Entries shown:
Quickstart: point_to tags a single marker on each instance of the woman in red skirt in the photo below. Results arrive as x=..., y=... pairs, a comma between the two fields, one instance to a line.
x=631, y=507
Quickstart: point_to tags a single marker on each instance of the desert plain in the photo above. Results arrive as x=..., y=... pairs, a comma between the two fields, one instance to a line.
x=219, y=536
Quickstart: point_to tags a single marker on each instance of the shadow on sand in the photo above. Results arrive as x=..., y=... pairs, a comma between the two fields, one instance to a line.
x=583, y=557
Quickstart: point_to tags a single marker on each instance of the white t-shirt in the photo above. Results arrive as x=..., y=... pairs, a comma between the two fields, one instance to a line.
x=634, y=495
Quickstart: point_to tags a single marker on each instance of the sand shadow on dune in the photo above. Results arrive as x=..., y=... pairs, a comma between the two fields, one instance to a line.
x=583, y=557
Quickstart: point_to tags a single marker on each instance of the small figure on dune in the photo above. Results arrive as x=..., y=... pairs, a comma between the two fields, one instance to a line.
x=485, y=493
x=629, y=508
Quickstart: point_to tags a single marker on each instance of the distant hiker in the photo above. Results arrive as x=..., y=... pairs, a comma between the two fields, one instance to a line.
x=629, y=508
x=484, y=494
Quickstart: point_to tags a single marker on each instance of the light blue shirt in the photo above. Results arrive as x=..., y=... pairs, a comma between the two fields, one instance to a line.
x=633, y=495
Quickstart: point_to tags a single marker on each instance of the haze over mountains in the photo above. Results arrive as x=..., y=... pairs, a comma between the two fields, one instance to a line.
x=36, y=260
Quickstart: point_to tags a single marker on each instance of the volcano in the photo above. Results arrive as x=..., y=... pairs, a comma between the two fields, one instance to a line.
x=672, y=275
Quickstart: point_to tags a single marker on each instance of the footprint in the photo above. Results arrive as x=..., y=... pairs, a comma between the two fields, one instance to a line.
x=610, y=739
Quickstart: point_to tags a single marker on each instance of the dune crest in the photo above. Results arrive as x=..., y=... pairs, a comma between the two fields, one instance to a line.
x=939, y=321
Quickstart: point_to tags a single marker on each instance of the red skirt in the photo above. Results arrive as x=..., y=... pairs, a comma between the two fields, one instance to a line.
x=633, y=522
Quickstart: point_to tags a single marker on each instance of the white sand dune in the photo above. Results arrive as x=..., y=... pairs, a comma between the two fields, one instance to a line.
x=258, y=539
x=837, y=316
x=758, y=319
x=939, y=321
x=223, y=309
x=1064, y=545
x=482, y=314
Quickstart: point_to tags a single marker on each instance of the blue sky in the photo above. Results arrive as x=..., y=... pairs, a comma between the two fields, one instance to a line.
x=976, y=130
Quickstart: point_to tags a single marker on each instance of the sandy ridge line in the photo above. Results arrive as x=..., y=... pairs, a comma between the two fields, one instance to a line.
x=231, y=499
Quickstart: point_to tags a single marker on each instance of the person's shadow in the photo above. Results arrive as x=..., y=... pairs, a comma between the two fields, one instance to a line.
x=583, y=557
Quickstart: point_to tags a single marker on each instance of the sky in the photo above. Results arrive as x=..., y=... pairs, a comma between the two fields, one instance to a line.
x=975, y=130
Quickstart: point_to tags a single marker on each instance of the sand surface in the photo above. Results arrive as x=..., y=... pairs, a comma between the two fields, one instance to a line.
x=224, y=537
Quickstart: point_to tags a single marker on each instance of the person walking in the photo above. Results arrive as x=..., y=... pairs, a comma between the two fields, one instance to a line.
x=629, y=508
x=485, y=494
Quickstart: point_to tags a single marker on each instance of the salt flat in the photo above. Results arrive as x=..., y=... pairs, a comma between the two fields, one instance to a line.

Requirement:
Rewrite the data as a numbered list, starting with the line that contains "the person walking" and running through the last line of the data, with any blank lines left out.

Task result:
1. Quickstart: point_to tags a single marker on each instance of the person walking in the photo above. Results arrive as x=..., y=... pairs, a comma between the two fields, one instance to a line.
2. x=629, y=508
3. x=485, y=494
4. Quickstart: point_to tags a single marker on each instance of the salt flat in the photo above. Results arrive as x=..., y=... pairs, a comma between the two fields, one instance to a line.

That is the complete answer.